** BEGIN Provided records **

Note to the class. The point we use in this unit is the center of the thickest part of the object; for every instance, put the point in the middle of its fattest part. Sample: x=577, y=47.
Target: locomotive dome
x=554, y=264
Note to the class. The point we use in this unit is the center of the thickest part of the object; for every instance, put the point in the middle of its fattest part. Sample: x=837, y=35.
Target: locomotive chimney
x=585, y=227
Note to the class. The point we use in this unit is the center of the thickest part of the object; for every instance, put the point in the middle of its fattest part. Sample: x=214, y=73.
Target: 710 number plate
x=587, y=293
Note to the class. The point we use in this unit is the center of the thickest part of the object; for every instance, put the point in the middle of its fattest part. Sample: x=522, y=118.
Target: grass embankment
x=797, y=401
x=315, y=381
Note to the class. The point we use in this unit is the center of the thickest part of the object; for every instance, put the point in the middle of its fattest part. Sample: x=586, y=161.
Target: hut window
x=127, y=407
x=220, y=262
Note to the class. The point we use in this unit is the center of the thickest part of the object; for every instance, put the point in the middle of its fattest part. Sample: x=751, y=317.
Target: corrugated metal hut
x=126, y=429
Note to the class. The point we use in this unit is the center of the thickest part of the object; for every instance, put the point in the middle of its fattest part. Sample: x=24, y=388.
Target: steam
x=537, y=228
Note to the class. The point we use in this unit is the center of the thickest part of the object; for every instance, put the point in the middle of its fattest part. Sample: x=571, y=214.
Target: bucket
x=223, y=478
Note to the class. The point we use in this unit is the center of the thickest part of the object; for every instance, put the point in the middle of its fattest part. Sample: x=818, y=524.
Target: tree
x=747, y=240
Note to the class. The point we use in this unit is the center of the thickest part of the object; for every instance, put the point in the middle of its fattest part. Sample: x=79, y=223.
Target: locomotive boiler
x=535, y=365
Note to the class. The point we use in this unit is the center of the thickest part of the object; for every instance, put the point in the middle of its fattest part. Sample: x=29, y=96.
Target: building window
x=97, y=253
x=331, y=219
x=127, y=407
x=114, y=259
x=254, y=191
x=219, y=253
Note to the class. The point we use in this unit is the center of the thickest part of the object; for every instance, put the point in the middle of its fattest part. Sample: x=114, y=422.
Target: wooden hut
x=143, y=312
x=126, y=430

** END Provided records **
** BEGIN Provided records **

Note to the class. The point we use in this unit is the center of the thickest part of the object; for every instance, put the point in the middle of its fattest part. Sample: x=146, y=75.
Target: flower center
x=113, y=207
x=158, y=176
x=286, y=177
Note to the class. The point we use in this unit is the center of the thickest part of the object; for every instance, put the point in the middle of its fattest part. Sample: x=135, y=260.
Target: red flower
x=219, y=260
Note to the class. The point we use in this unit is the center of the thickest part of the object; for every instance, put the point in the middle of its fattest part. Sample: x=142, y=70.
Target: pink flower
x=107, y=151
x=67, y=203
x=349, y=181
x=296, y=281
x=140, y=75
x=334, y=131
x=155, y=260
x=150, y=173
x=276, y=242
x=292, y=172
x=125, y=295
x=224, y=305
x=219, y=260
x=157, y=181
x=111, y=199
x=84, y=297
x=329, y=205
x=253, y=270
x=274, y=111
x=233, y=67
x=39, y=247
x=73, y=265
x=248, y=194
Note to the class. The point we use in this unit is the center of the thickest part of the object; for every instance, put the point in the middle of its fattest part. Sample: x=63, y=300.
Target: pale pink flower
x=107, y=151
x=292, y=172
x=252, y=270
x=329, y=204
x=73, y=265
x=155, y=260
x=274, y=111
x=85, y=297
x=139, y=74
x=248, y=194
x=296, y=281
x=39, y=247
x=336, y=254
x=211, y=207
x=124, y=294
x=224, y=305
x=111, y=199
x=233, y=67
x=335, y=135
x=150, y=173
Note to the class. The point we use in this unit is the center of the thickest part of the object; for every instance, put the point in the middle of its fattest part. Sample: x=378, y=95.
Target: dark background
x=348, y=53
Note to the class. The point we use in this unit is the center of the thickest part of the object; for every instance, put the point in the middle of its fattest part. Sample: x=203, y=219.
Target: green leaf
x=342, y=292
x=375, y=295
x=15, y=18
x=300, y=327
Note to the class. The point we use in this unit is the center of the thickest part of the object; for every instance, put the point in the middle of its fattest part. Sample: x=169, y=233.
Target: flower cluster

** END Provided records **

Reproduce, word for word, the lines of the records between the line containing "Sample: x=135, y=260." and the line containing "Target: flower cluster", inclusive.

Note to the class. The point we use in this unit is the center of the thickest part of the object; for every instance, put the point in the middle of its fattest part. Sample: x=135, y=260.
Target: red flower
x=219, y=260
Note to the class. The point we use in this unit is the center of the thickest part of the object; for every instance, put the point in the middle of its fattest part. Sample: x=142, y=70.
Target: pink flower
x=107, y=151
x=67, y=203
x=349, y=181
x=296, y=281
x=140, y=75
x=334, y=131
x=155, y=260
x=150, y=173
x=276, y=242
x=292, y=172
x=125, y=295
x=224, y=305
x=219, y=260
x=157, y=181
x=111, y=199
x=84, y=297
x=329, y=205
x=253, y=270
x=274, y=111
x=233, y=67
x=39, y=247
x=73, y=265
x=248, y=194
Note to the class. The point we use in this unit is the center of the thickest part of the object; for every instance, put the point in the middle of its fattest part. Sample: x=63, y=300.
Target: pale pink flower
x=107, y=151
x=292, y=172
x=252, y=270
x=329, y=204
x=73, y=265
x=155, y=260
x=274, y=111
x=85, y=297
x=139, y=74
x=248, y=194
x=296, y=281
x=39, y=247
x=336, y=254
x=211, y=207
x=124, y=294
x=224, y=305
x=111, y=199
x=233, y=67
x=335, y=135
x=150, y=173
Note to the class. The point we use in this unit is the center of the thickest part of the object; for every instance, put the point in the middle of its fattest part. Sample: x=378, y=95.
Target: dark background
x=348, y=53
Note to the class. The point we use in this unit is the center of the thickest part of the object; for every instance, put the point in the middle of its fattest part. Sample: x=203, y=219.
Target: green leaf
x=342, y=292
x=375, y=295
x=15, y=18
x=300, y=327
Note to the class. The point we use in this unit is the center of the thickest part of the object; for every instance, put the point in the middle of its fattest part. Sample: x=169, y=233.
Target: flower cluster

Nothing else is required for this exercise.